| Persyaratan Tugas |
**A)** Menurut kutipan tentang prinsip etika profesi akuntan, apa definisi kepentingan publik?
**B)** Tuliskan ulang bagian kutipan tentang prinsip etika profesi akuntan mulai dari "1.      Satu ciri" sampai dengan "masyarakat dan negara.", tanpa mengubah satu kata pun.
**C)** Dalam kutipan tentang prinsip etika profesi akuntan, untuk tujuan apa saja anggota harus bekerja sama dengan sesama anggota? Sebutkan semuanya.

| Kutipan Teks |
Prinsip Pertama – Tanggung Jawab Profesi

Dalam melaksanakan tanggung-jawabnya sebagai profesional setiap anggota harus senantiasa menggunakan pertimbangan moral dan profesional dalam semua kegiatan yang dilakukannya.
1.      Sebagai profesional, anggota mempunyai peran penting dalam masyarakat. Sejalan dengan peranan tersebut, anggota mempunyai tanggung jawab kepadasemua pemakai jasa profesional mereka. Anggota juga harus selalu bertanggung jawab untuk bekerja sama dengan sesama anggota untuk mengembangkan profesi akuntansi, memelihara kepercayaan masyarakat, dan menjalankan tanggung-jawab profesi dalam mengatur dirinya sendiri. Usaha kolektif semua anggota diperlukan untuk memelihara dan meningkatkan tradisi profesi.

Prinsip Kedua – Kepentingan Publik
Setiap anggota berkewajiban untuk senantiasa bertindak dalam kerangka pelayanan kepada publik, menghormati kepercayaan publik, dan menungjukkan komitmen atas profesionalisme.
1.      Satu ciri utama dari suatu profesi adalah penerimaan tanggung-jawab kepada publik. Profesiakuntan memegang peranan yang penting di masyarakat, di mana publik dari profesi akuntan yang terdiri dari klien, pemberi kredit, pemerintah, pemberi kerja, pegawai, investor, dunia bisnis, dan keuangan, dan pihak lainnya bergantung kepada obyektivitas dan integritas akuntan dakam memelihara berjalannya fungsi bisnis secara tertib. Ketergantungan ini menimbulkan tanggung-jawab akuntan terhadap kepentingan publik. Kepentingan publik didefinisikan sebagai kepentingan masyarakat dan institusi yang dilayani anggota secara keseluruhan. Ketergantungan ini menyebabkan sikap dan tingkah laku akuntan dalam menyediakan jasanya mempengaruhi kesejahteraan ekonomi masyarakat dan negara.
2.      Profesi akuntan dapat tetap berada pada posisi yang penting ini hanya dengan terus menerus memberikan jasa yang unik ini pada tingkat yang menunjukkan bahwa kepercayaan masyarakat dipegang teguh. Kepentingan utama profesi akuntan adalah untuk membuat pemakai jasa akuntan paham bahwa jasa akuntan dilakukukan dengan tingkat prestasi tertinggi dan sesuai dengan persyaratan etika yang diperlukan untuk mencapai tingkat prestasi tersebut.

| Bahan Sumber |

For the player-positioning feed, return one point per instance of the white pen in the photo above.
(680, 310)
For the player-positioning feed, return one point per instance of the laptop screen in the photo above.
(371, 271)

| Kumpulan Jawaban |
**A)** Kepentingan publik adalah kepentingan masyarakat dan institusi yang dilayani anggota secara keseluruhan.

**B)**
1.      Satu ciri utama dari suatu profesi adalah penerimaan tanggung-jawab kepada publik. Profesiakuntan memegang peranan yang penting di masyarakat, di mana publik dari profesi akuntan yang terdiri dari klien, pemberi kredit, pemerintah, pemberi kerja, pegawai, investor, dunia bisnis, dan keuangan, dan pihak lainnya bergantung kepada obyektivitas dan integritas akuntan dakam memelihara berjalannya fungsi bisnis secara tertib. Ketergantungan ini menimbulkan tanggung-jawab akuntan terhadap kepentingan publik. Kepentingan publik didefinisikan sebagai kepentingan masyarakat dan institusi yang dilayani anggota secara keseluruhan. Ketergantungan ini menyebabkan sikap dan tingkah laku akuntan dalam menyediakan jasanya mempengaruhi kesejahteraan ekonomi masyarakat dan negara.

**C)**
- Mengembangkan profesi akuntansi
- Memelihara kepercayaan masyarakat
- Menjalankan tanggung jawab profesi dalam mengatur dirinya sendiri